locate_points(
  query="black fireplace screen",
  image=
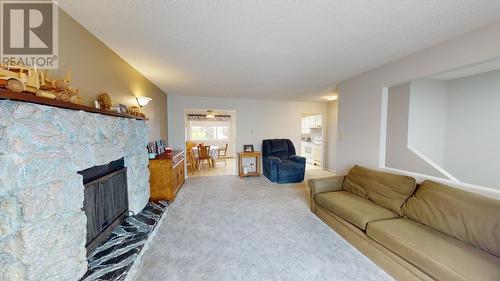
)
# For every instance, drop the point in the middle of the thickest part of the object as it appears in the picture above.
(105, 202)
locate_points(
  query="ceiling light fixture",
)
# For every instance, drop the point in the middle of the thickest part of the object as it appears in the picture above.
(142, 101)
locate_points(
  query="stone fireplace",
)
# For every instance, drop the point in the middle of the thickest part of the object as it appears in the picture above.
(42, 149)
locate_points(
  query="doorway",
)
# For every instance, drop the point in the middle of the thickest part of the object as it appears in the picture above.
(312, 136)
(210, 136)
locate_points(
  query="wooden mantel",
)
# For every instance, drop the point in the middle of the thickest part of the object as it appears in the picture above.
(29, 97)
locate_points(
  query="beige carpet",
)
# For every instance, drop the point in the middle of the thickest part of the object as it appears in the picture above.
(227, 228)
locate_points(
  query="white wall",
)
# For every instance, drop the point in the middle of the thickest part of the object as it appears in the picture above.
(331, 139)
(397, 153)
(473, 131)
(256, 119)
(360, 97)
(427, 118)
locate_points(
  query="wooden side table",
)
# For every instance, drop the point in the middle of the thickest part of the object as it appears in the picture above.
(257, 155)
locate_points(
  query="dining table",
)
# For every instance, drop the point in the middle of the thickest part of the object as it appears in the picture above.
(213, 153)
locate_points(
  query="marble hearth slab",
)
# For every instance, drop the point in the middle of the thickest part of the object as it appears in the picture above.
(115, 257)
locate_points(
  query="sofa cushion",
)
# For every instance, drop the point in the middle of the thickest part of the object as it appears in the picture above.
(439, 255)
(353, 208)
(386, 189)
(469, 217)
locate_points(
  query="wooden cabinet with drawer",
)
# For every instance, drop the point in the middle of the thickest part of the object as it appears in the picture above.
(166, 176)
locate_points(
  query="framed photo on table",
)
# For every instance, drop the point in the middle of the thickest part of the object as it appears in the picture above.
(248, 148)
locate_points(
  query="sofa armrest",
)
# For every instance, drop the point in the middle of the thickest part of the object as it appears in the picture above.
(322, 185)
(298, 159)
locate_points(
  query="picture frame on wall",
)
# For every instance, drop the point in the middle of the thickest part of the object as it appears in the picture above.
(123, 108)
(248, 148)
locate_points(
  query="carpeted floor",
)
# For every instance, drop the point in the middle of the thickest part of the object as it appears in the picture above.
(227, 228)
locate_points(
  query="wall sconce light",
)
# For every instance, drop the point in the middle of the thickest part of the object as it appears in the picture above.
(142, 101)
---
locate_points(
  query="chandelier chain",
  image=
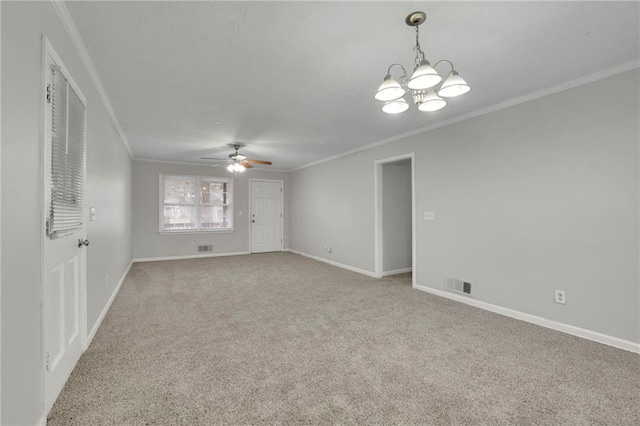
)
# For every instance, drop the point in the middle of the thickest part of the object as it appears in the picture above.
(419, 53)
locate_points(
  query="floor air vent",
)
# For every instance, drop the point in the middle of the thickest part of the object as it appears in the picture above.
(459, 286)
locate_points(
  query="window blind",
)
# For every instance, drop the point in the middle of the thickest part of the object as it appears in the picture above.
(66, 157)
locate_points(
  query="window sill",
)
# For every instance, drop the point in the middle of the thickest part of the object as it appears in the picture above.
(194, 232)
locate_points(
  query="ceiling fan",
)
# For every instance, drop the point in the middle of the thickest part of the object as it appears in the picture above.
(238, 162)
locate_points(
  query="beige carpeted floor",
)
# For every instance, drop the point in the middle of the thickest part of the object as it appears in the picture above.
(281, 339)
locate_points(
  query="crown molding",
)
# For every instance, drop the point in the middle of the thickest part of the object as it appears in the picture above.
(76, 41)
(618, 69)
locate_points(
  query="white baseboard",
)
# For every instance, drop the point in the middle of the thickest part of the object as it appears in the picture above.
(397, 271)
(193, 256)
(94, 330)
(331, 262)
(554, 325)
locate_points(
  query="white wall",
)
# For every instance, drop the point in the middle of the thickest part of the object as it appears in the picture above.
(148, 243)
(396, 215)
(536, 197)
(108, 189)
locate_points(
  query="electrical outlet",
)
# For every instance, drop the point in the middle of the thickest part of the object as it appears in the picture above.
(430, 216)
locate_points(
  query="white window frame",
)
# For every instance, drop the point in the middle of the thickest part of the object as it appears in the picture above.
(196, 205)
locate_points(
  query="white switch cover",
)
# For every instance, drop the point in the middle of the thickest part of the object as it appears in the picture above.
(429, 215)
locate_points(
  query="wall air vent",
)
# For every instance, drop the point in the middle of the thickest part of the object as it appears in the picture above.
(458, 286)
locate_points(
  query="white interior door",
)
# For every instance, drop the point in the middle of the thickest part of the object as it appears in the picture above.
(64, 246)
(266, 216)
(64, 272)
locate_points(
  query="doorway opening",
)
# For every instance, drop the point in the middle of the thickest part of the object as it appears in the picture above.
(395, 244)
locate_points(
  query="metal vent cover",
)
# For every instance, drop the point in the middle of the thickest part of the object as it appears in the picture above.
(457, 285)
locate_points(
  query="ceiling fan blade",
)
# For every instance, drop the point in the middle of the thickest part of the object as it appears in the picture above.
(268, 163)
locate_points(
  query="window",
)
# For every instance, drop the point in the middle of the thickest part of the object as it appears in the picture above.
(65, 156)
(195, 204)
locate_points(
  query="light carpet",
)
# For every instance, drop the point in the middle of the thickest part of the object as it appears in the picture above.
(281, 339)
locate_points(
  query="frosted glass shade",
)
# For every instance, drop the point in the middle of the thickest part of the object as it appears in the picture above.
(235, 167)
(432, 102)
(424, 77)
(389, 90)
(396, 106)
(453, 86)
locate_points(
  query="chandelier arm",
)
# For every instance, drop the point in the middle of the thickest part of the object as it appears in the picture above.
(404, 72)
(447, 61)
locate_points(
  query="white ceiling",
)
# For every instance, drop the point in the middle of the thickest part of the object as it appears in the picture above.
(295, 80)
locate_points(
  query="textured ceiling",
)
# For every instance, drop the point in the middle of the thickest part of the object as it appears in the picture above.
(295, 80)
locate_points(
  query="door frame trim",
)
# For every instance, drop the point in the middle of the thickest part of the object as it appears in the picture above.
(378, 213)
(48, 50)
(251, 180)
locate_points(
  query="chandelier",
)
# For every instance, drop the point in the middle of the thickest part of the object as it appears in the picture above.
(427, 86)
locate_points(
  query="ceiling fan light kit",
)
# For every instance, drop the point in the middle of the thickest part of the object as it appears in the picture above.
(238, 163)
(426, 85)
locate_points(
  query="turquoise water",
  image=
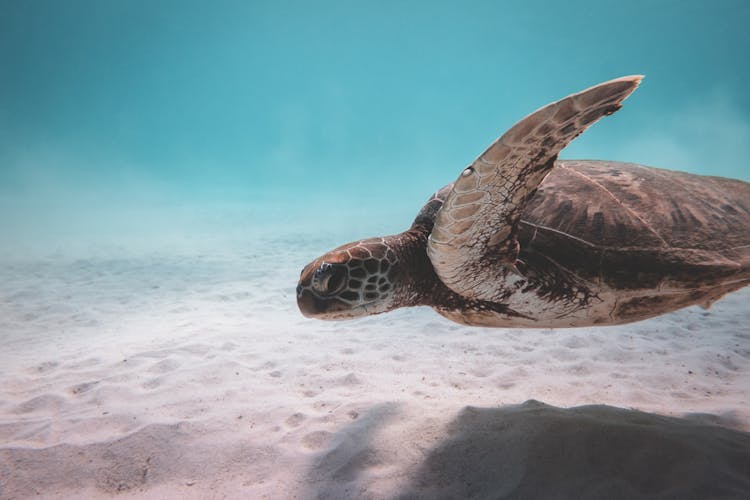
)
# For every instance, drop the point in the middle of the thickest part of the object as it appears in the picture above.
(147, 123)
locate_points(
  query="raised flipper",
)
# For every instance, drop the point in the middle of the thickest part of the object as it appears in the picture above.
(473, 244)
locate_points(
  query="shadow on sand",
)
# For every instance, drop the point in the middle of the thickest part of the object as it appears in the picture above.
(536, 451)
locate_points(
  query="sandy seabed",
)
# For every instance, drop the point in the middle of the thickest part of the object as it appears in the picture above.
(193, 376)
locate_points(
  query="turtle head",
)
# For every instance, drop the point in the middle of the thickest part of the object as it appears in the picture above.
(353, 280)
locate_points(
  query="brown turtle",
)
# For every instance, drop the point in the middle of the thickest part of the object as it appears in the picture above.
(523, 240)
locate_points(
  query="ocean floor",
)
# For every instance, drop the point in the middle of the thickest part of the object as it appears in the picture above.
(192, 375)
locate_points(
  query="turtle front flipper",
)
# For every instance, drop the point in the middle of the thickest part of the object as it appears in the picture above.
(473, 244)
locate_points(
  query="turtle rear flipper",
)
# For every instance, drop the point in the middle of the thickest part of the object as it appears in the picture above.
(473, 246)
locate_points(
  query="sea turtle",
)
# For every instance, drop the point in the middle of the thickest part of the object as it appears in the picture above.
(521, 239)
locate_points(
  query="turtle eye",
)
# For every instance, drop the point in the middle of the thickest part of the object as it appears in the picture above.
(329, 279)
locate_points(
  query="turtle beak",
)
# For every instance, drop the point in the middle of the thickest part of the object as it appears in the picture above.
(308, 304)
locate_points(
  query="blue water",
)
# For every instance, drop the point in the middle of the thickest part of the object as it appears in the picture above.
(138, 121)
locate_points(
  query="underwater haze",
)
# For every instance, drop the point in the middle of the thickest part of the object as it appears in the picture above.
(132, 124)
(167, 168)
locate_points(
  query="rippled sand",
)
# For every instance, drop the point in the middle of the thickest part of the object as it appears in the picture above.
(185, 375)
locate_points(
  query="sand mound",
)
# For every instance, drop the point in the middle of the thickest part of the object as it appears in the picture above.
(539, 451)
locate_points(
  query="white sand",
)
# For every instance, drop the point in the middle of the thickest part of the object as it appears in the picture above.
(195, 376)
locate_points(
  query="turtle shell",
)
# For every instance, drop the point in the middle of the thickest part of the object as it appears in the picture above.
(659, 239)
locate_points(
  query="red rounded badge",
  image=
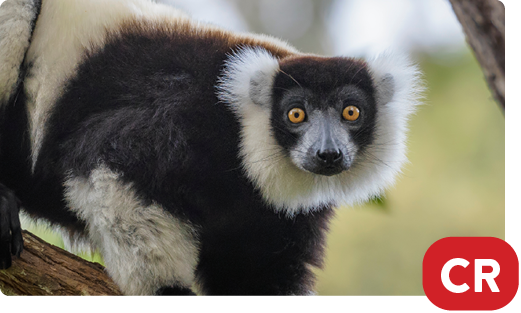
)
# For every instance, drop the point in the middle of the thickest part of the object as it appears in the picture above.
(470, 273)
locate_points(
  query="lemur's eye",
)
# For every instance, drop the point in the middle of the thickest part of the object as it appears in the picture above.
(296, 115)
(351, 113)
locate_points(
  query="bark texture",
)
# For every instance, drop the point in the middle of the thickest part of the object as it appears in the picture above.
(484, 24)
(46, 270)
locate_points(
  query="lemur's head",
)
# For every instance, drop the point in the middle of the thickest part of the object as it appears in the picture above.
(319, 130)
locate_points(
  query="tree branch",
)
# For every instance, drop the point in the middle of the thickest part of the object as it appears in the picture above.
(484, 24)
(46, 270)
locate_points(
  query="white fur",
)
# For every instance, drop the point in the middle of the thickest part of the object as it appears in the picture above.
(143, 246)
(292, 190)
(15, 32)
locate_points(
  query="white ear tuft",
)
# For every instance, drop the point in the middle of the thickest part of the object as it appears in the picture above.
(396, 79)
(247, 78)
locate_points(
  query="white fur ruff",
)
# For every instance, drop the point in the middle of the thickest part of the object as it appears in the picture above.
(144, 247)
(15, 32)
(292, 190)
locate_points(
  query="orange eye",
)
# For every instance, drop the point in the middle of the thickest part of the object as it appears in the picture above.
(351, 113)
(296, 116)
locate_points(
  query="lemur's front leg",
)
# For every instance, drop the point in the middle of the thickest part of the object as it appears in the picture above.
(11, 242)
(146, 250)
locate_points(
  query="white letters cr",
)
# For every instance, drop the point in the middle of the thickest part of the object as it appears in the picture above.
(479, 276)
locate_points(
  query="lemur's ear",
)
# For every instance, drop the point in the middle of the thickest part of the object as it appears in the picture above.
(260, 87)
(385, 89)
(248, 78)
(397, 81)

▶ **Problem requirements**
Counting case exactly, state only how many lines of the entries contain the word "floor".

▶ **Answer for the task**
4